WORK TO BE COMPLETED:
Display each line of the records below that contains the word "pale".

___ MATERIAL FOR THE TASK

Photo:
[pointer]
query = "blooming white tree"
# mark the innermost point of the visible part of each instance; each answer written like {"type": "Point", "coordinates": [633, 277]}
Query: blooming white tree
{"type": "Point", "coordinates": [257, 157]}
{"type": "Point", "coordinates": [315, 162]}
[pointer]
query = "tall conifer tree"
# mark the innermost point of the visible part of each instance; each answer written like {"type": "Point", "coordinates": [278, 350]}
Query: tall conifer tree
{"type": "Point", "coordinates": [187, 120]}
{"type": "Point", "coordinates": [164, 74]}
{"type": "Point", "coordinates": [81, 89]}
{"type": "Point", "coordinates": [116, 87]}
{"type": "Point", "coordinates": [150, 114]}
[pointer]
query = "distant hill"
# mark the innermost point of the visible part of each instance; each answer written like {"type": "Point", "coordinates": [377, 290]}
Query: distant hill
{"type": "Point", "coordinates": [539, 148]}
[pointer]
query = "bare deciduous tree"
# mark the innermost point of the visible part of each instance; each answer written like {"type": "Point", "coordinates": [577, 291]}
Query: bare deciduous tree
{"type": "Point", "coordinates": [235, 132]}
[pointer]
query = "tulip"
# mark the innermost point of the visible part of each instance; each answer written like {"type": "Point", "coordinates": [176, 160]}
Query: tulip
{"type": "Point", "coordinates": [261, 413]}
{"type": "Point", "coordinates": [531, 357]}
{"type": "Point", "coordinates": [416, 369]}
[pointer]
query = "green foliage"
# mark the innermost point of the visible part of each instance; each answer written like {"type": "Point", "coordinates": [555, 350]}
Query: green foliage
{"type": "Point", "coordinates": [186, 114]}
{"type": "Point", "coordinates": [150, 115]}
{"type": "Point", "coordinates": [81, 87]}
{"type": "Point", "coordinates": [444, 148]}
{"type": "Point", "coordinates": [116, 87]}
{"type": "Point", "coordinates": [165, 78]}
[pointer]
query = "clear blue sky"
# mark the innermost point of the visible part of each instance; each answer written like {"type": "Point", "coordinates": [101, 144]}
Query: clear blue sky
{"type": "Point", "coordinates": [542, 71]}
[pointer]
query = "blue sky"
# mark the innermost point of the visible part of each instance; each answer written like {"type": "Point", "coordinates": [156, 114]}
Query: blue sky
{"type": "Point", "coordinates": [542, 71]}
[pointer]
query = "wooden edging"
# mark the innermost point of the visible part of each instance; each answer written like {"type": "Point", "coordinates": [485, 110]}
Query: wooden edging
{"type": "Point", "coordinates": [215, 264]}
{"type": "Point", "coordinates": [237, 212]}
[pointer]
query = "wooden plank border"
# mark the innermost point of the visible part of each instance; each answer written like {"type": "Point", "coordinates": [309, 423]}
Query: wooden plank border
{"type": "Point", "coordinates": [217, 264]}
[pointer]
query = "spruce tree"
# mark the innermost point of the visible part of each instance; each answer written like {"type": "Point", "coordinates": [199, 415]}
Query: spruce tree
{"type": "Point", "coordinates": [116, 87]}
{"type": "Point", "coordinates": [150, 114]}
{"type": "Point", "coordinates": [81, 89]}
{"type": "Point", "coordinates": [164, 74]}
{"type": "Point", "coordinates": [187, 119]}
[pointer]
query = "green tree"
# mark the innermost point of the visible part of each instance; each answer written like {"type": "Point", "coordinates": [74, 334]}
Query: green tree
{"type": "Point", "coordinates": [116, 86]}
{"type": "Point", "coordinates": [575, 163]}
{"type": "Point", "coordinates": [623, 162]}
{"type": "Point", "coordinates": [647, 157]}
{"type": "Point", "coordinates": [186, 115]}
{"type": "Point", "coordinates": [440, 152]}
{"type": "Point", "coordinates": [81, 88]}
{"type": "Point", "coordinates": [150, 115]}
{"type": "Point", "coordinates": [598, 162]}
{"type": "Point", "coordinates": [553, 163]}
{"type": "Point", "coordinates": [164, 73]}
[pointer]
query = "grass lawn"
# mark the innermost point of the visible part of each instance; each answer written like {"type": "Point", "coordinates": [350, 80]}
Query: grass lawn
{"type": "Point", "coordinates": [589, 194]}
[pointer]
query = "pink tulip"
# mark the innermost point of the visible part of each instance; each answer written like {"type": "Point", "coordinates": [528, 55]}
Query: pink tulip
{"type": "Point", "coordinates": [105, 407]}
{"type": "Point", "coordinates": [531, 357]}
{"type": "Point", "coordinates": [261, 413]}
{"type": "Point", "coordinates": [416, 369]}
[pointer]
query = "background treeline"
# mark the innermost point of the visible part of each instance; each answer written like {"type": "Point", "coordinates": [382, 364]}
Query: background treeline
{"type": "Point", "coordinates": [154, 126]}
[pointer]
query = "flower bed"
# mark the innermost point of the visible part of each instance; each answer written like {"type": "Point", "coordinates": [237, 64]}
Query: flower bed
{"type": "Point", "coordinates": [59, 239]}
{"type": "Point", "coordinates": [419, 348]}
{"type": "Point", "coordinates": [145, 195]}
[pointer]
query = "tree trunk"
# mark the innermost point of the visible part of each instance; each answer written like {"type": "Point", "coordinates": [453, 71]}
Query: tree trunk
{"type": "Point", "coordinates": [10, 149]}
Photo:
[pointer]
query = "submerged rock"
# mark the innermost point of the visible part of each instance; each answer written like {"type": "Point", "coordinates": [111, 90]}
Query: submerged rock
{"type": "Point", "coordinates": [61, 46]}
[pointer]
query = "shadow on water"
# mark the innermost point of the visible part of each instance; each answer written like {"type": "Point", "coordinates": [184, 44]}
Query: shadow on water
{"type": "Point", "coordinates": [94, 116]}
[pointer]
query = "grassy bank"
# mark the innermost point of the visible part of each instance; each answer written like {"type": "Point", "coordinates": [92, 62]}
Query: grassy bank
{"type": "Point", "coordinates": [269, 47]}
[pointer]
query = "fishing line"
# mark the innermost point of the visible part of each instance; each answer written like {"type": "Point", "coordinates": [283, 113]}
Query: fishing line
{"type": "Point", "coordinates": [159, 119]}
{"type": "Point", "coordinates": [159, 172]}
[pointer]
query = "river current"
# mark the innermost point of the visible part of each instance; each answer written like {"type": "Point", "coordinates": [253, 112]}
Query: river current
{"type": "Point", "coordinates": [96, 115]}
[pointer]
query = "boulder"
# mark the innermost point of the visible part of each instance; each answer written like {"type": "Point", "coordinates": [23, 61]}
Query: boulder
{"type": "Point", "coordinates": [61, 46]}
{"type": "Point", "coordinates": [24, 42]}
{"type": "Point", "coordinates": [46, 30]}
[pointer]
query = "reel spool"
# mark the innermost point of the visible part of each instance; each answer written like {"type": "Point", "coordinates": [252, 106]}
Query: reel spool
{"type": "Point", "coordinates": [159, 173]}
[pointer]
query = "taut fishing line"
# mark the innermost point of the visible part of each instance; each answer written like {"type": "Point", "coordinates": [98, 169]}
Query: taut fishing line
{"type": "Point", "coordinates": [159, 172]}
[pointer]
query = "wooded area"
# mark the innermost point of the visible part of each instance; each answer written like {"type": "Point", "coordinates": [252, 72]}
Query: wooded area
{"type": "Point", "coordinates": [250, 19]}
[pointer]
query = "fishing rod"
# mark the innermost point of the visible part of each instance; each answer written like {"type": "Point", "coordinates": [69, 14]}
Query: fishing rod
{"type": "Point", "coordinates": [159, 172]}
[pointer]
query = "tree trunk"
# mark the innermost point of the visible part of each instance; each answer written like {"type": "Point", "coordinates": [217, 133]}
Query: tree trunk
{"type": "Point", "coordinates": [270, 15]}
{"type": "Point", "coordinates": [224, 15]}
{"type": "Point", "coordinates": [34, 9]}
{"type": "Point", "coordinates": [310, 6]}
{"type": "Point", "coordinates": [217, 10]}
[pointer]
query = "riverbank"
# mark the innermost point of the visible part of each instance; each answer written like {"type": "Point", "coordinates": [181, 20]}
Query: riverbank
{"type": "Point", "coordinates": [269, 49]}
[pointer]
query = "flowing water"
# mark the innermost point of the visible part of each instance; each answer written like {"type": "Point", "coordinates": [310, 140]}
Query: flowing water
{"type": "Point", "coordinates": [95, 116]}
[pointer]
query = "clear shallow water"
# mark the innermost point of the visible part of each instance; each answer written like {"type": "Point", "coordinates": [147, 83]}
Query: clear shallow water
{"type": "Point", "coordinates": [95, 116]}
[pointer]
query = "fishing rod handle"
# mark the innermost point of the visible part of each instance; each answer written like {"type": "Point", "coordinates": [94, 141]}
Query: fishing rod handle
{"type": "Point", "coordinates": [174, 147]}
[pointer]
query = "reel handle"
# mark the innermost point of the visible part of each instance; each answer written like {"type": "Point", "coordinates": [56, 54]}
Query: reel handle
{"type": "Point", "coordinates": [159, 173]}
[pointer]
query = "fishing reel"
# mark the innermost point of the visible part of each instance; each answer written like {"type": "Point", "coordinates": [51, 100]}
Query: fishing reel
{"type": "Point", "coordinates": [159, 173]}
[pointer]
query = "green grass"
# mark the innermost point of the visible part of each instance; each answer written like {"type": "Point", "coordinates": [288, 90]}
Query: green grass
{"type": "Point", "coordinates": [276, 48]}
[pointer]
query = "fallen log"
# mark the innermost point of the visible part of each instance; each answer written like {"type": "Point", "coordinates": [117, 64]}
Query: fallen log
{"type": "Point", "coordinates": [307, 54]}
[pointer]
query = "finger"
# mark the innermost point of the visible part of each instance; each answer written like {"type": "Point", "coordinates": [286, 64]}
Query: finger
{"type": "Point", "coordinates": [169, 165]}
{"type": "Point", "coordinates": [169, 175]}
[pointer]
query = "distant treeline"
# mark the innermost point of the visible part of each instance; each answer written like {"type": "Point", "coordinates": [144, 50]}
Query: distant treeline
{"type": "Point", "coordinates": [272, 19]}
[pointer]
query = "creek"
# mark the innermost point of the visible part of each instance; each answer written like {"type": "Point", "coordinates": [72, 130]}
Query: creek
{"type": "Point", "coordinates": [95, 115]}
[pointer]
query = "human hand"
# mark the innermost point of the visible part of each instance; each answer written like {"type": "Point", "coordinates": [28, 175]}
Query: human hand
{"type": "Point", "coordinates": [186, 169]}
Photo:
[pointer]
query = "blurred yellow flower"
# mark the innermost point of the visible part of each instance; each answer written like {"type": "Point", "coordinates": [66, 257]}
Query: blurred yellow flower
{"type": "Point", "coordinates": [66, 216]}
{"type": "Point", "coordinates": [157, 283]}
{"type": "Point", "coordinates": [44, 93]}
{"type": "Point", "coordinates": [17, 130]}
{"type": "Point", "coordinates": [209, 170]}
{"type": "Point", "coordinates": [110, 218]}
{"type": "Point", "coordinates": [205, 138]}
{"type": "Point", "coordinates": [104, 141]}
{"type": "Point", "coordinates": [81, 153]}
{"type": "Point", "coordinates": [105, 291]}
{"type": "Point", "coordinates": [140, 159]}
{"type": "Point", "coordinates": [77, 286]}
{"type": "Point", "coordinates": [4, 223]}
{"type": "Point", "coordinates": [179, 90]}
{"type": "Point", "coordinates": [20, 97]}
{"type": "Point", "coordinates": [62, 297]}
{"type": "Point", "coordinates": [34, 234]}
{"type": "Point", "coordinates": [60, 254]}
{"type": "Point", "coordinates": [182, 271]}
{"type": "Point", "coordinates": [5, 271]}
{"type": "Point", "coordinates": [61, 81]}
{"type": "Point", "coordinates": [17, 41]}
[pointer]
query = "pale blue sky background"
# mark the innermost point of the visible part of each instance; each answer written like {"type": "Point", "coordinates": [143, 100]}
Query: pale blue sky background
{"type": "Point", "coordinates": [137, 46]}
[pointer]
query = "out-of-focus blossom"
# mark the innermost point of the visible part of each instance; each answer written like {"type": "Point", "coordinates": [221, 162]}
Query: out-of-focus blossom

______

ANSWER IN FULL:
query = "pale blue sky background"
Query: pale blue sky background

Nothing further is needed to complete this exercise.